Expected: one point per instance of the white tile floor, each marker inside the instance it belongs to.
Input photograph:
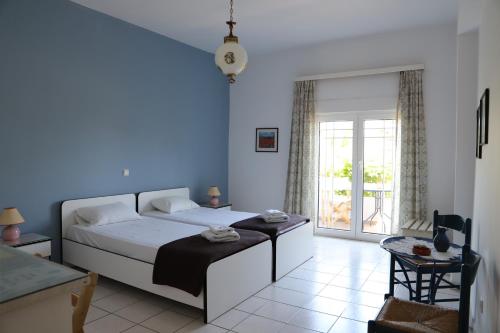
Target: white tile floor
(336, 291)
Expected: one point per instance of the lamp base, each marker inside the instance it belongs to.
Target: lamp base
(214, 202)
(11, 233)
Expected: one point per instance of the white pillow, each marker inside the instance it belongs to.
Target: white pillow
(105, 214)
(173, 204)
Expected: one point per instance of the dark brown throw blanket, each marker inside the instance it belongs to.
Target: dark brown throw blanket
(183, 263)
(273, 230)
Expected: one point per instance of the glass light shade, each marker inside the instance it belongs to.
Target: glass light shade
(11, 216)
(231, 58)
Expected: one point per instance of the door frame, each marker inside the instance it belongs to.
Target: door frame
(358, 119)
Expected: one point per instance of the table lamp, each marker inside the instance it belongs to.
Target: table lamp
(214, 192)
(11, 217)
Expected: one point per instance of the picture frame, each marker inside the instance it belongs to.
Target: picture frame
(484, 105)
(266, 140)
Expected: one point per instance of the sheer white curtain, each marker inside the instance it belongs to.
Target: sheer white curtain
(413, 161)
(300, 195)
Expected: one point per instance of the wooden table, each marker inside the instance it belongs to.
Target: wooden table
(400, 247)
(35, 293)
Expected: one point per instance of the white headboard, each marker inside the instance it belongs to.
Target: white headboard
(144, 199)
(69, 207)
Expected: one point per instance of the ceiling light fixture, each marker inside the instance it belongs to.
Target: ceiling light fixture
(231, 58)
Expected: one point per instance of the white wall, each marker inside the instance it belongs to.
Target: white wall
(262, 97)
(486, 221)
(467, 62)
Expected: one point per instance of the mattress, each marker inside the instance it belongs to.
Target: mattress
(203, 216)
(137, 239)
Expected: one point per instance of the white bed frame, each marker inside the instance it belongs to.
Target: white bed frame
(291, 250)
(229, 281)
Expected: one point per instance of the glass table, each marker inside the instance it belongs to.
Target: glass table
(400, 248)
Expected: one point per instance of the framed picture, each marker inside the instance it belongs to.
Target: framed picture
(484, 106)
(479, 147)
(266, 140)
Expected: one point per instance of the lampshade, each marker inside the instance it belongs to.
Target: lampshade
(10, 216)
(231, 58)
(213, 191)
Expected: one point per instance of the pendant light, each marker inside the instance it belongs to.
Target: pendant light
(231, 58)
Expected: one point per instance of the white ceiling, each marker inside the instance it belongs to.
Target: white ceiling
(270, 25)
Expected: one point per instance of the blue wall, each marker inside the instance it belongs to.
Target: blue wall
(84, 95)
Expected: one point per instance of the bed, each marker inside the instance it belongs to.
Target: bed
(290, 249)
(128, 256)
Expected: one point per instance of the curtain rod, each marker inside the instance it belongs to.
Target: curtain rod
(364, 72)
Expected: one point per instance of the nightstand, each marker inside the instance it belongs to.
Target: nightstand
(31, 243)
(221, 205)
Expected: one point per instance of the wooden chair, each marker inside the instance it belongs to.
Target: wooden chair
(426, 268)
(81, 303)
(401, 316)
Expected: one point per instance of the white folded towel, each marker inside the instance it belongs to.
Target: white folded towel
(273, 212)
(231, 236)
(274, 216)
(220, 229)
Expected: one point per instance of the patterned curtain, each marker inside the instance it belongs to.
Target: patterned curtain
(301, 182)
(413, 160)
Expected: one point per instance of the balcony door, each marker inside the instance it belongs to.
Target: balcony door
(357, 159)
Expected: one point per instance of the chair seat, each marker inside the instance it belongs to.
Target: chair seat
(413, 317)
(429, 265)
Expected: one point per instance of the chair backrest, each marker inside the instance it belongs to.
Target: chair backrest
(468, 275)
(454, 222)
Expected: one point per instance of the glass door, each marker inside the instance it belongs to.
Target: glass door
(357, 154)
(336, 143)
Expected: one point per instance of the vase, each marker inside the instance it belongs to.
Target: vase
(441, 241)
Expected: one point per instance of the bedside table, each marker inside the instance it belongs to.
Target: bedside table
(32, 244)
(221, 205)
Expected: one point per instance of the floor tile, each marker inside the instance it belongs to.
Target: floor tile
(187, 310)
(295, 329)
(375, 287)
(352, 282)
(199, 326)
(252, 304)
(379, 277)
(230, 319)
(108, 324)
(322, 267)
(369, 299)
(313, 320)
(360, 312)
(94, 313)
(327, 305)
(286, 296)
(256, 324)
(140, 311)
(101, 291)
(167, 322)
(303, 286)
(348, 326)
(309, 275)
(339, 293)
(116, 302)
(278, 311)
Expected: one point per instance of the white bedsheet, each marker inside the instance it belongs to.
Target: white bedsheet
(138, 239)
(202, 216)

········

**WRITTEN INSTRUCTION:** Pictures don't belong in the copy. Transcribe every record exactly as it appears.

**TASK ANSWER:**
Expected: one point per instance of the white tile floor, each marker inside the instance it belongs to.
Input photograph:
Target: white tile floor
(336, 291)
Expected: one point per instance of the lamp base, each marker inside the instance it belongs to.
Target: lamp base
(214, 202)
(11, 233)
Expected: one point per instance of the white pillow, each marker inside the instance it belongs to.
Target: white pillow
(105, 214)
(173, 204)
Expected: one point per instance of the dark brown throw blanket, each marker inside the instance it belongs to.
Target: dark brown throw blanket
(183, 263)
(273, 230)
Expected: one point per instance of the glass light shade, each marker inside the instance it belongs to.
Target: glass light shade
(11, 216)
(231, 58)
Expected: one point per instance of the door frame, each marker inside the instance it belongs to.
Target: door frame
(358, 119)
Expected: one point per instance of the table lamp, each marker inside the instance it belongs to.
Target: table lamp
(214, 192)
(11, 217)
Expected: one point per instance of the picture frame, each marker inside the instance it belongs to.
Target: picture frame
(484, 105)
(266, 140)
Expected: one point per instance of the sheer white curtain, each marker inside the instance it belongs to.
Target: sheer white curtain
(413, 161)
(300, 195)
Expected: one point per instance of the wooden table, each marker inside the instance it belongs to.
Target: wooden table
(400, 247)
(35, 293)
Expected: one point per instance of the white headboard, each marker inside the instance it belongs to.
Target: white headboard
(144, 199)
(69, 207)
Expected: one point per instance of the ceiling light fixture, each marker inside the instance it belongs to.
Target: ceiling light fixture
(231, 58)
Expected: one point per instance of the white wall, each marker inside the instance it belongs to.
Target: white wall
(262, 97)
(486, 221)
(467, 62)
Expected: one point per instance of the mattress, each marker inside the instance it belongs to.
Target: mattress
(203, 216)
(137, 239)
Expected: one point per instance of the white bed frame, each marker inside the instance it belongs to.
Target: white bed frame
(291, 250)
(229, 281)
Expected: one point per instance of the glass table, each marker inside the instance it belongs to.
Target: glass table
(400, 248)
Expected: one point per instance of the framed picture, each marker inside the instance it belongs to.
Target: framed picture
(484, 106)
(479, 147)
(266, 140)
Expected: one point per instance of the lampshade, each marker inside the instance it belongs to.
Target: lampshade
(10, 216)
(231, 58)
(213, 191)
Expected: one point per instance of the pendant light, each marker inside the instance it belongs to.
Target: pendant light
(231, 58)
Expected: one point per instance of the white ceiling, each marker inside the instance it belongs to.
Target: white ceiling
(270, 25)
Expected: one point per instance of the blue wall, each marker inside the instance it belongs to.
Target: blue wall
(84, 95)
Expected: one point per instance of the bed, each marker inside the instance it belongs to.
Target: bed
(290, 249)
(128, 256)
Expected: one point per instance of the curtain rod, each marker inside the instance it belongs to.
Target: curtain rod
(364, 72)
Expected: one point per instance of the nightstand, each marker inside the instance it belongs to.
Target: nightstand
(31, 243)
(221, 205)
Expected: one point per instance of the wooden chair, each marker inside the instance it belongs to.
Target: wooden chair
(426, 268)
(81, 303)
(401, 316)
Expected: one point per instance of the white folded towel, each marker inside the instance it belongs to.
Target: white folded towel
(273, 212)
(231, 236)
(274, 216)
(220, 229)
Expected: one point per instance of the patterned curtain, each marker inside the instance it belongs to.
Target: patterned curtain
(301, 182)
(413, 160)
Expected: one point per instance of the balcony door, each marker inside the instance it belongs to.
Target: balcony door
(357, 159)
Expected: one point per instance of the chair seat, each marker inside the instance it belongs to.
Target: chair seat
(413, 317)
(429, 265)
Expected: one point per instance of the chair backrest, each marker inside the instance it belongs to.
Target: chair backrest
(468, 275)
(454, 222)
Expected: one point per instance of the glass door, each marker inside the instance it belongs to.
Target: glass door
(357, 154)
(336, 143)
Expected: one point per instance of the vase, each marker inside the instance it belongs to.
Target: vase
(441, 241)
Expected: one point per instance of the bedside table, each marker inside the instance it belongs to.
Target: bedside table
(32, 244)
(221, 205)
Expected: one point per instance of the floor tile, each marker inside the instance it belongs to.
Target: floor tile
(187, 310)
(295, 329)
(375, 287)
(352, 282)
(199, 326)
(252, 304)
(379, 277)
(230, 319)
(108, 324)
(322, 267)
(369, 299)
(313, 320)
(360, 312)
(94, 313)
(327, 305)
(286, 296)
(256, 324)
(140, 311)
(101, 291)
(167, 322)
(303, 286)
(348, 326)
(309, 275)
(339, 293)
(116, 302)
(278, 311)
Expected: one point per instance of the white bedsheet, each marker inside the instance it belongs to.
Target: white bedsheet
(138, 239)
(202, 216)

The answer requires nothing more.